D'après l'extrait du document, comment appelle-t-on le fait de moduler un tout petit peu sa mesure pour donner de la vie à ce genre de musique ?

__EXTRAIT DU DOCUMENT__.
------------------------

C’est plus un problème de fond. Je ne pense pas qu’un seul concert ou une série de collaboration fasse une différence. Cela dépend des élus à ce moment-là. Le conservatoire a beaucoup de demandes sur des choses classiques en réalité. Est-ce que c’est notre image ? Je n’en sais rien, mais ce qui est sûr c’est que beaucoup de familles viennent chercher chez nous l’enseignement de la musique classique avec sa rigueur et sa tradition. Peut-être bien parce que ça élève socialement. C’est possible. On ne joue pas un concerto de Mozart, il a fallu apprendre une autre technique musicale. Par exemple, dans le classique on apprend à être très strict avec la mesure. Là, il faut être rigoureux, mais simplement savoir moduler un tout petit peu sa mesure pour pouvoir donner de la vie à ce genre de musique. C’est ce qu’on appelle le groove.
Vous écoutez du rap ?

------------------------

__DONNÉES FOURNIES__.
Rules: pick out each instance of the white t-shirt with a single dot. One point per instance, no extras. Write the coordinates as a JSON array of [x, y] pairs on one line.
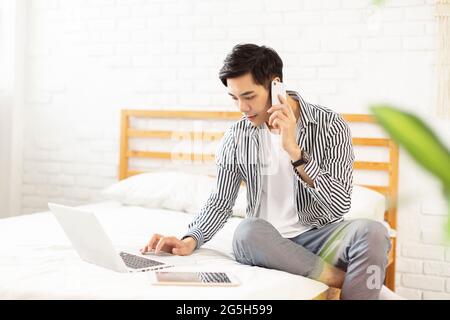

------------------------

__RÉPONSE ATTENDUE__. Le groove.